• [EXERCISE PROMPT]:
Can you convert the whole listing below into a two-column CSV with the columns "prompt" and "points", one row per request? Put each request's text and its answer in one quoted field each, with line breaks replaced by spaces, and omit the pictures.

• [RECORDS TO USE]:

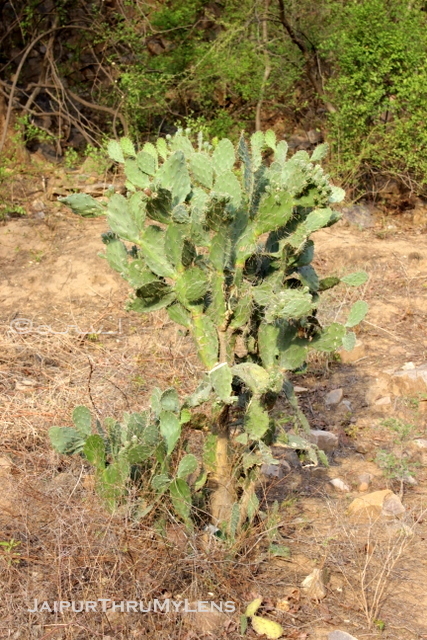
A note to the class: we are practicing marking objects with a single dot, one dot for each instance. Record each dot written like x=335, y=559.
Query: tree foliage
x=355, y=70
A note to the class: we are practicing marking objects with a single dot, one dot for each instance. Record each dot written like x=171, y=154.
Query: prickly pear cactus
x=221, y=240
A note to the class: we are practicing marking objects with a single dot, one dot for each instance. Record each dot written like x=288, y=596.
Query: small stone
x=276, y=470
x=421, y=443
x=358, y=352
x=339, y=484
x=325, y=440
x=283, y=604
x=313, y=585
x=365, y=477
x=408, y=366
x=334, y=397
x=379, y=503
x=359, y=215
x=400, y=529
x=422, y=406
x=340, y=635
x=410, y=381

• [ANSWER TO THIS TASK]:
prompt,points
"A note to the class: we are practicing marking objects with a single dot, one dot for each instance. Record each dot written like x=335, y=559. Query: tree foliage","x=355, y=70"
"A note to the class: we are practicing marking objects with a single dot, one dot for each instance. Record each dot written like x=171, y=154. Query: prickly pear cactus","x=221, y=240"
"A note to the class: we are practicing marking objects with a single dot, one dot for each instance. Record each dot written like x=288, y=596. Query: small stone","x=276, y=470 x=421, y=443 x=358, y=352 x=339, y=484 x=325, y=440 x=283, y=604 x=313, y=585 x=365, y=477 x=408, y=366 x=334, y=397 x=379, y=503 x=359, y=215 x=400, y=529 x=422, y=406 x=340, y=635 x=410, y=381"